## ASSIGNMENT:
Among the lines of data below, reproduce only those from the one with "pixel 288 18" through the one with "pixel 93 598", exactly as they stand, both ends included.

## AVAILABLE RECORDS:
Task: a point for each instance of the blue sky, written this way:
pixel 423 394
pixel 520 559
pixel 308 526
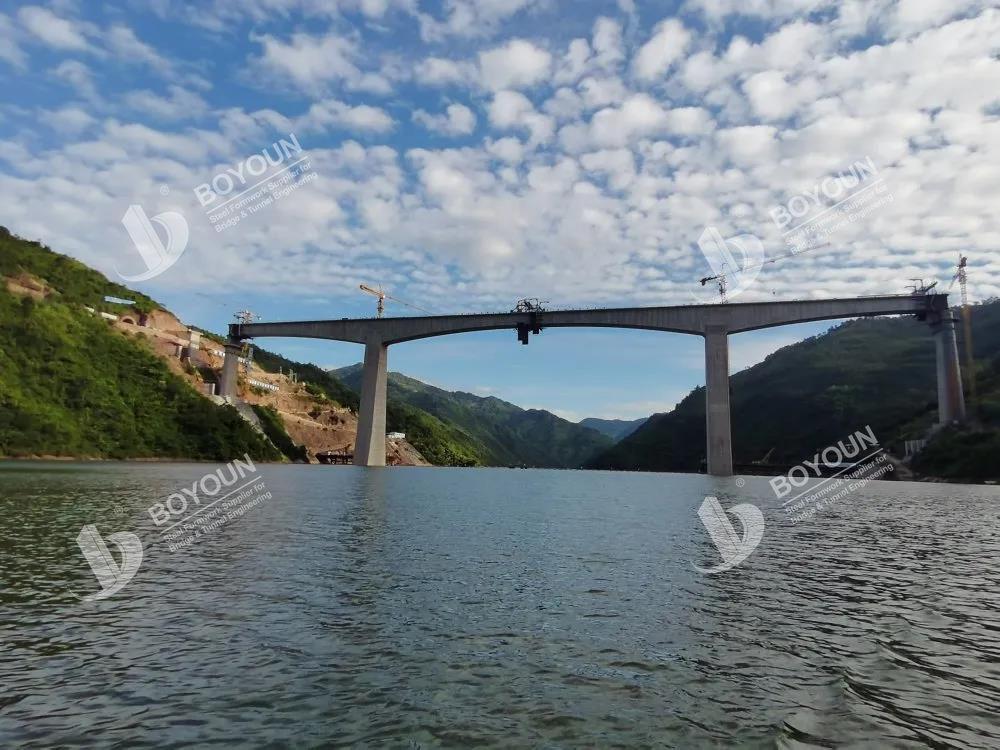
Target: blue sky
pixel 468 153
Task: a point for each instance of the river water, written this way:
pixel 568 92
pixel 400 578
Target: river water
pixel 497 608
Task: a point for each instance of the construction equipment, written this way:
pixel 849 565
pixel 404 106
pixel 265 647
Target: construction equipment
pixel 382 297
pixel 721 278
pixel 918 286
pixel 530 304
pixel 962 277
pixel 242 317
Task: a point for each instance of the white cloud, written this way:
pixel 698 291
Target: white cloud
pixel 439 71
pixel 511 110
pixel 667 45
pixel 471 18
pixel 330 114
pixel 70 120
pixel 312 62
pixel 517 64
pixel 78 75
pixel 10 51
pixel 53 30
pixel 457 120
pixel 178 104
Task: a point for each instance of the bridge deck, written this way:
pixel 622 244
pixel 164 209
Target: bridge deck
pixel 692 319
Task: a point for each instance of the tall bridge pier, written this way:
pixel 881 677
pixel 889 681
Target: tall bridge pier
pixel 713 322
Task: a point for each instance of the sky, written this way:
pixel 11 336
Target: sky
pixel 465 154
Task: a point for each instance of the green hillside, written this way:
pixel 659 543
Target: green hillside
pixel 878 372
pixel 441 444
pixel 71 386
pixel 503 434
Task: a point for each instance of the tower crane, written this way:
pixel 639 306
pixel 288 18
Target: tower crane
pixel 721 278
pixel 962 277
pixel 246 316
pixel 382 297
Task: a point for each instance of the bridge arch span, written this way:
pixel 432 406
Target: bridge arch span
pixel 714 322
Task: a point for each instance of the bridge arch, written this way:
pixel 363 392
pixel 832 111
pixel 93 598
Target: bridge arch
pixel 713 322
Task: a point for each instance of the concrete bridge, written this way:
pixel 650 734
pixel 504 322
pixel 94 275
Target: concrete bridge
pixel 713 322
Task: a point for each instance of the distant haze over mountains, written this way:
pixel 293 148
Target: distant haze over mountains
pixel 616 429
pixel 500 433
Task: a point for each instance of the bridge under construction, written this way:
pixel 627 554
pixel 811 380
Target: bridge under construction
pixel 713 322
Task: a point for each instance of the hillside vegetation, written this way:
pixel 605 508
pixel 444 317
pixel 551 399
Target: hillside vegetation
pixel 72 386
pixel 878 372
pixel 499 433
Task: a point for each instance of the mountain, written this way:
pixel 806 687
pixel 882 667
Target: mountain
pixel 616 429
pixel 878 372
pixel 503 434
pixel 71 385
pixel 74 384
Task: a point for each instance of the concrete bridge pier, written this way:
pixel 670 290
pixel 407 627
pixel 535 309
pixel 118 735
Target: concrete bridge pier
pixel 717 423
pixel 951 399
pixel 230 365
pixel 369 448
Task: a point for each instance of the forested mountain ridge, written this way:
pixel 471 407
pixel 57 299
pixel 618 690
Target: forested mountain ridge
pixel 503 434
pixel 878 372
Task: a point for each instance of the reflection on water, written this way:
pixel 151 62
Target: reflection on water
pixel 430 607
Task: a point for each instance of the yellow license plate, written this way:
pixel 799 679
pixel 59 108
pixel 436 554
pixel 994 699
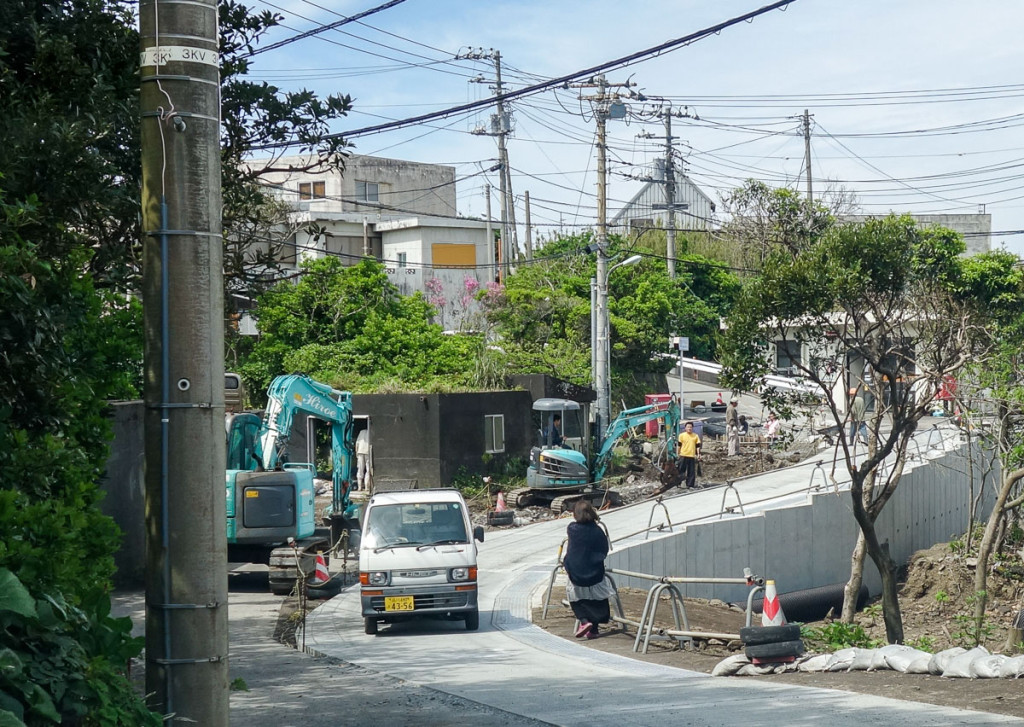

## ANSWER TO THIS TASK:
pixel 288 18
Target: tower crane
pixel 721 278
pixel 962 277
pixel 246 316
pixel 382 297
Task: a point for each instance of the bridge arch span, written this way:
pixel 432 406
Target: bridge arch span
pixel 714 322
Task: a point for each instance of the bridge arch, written this way:
pixel 363 392
pixel 832 111
pixel 93 598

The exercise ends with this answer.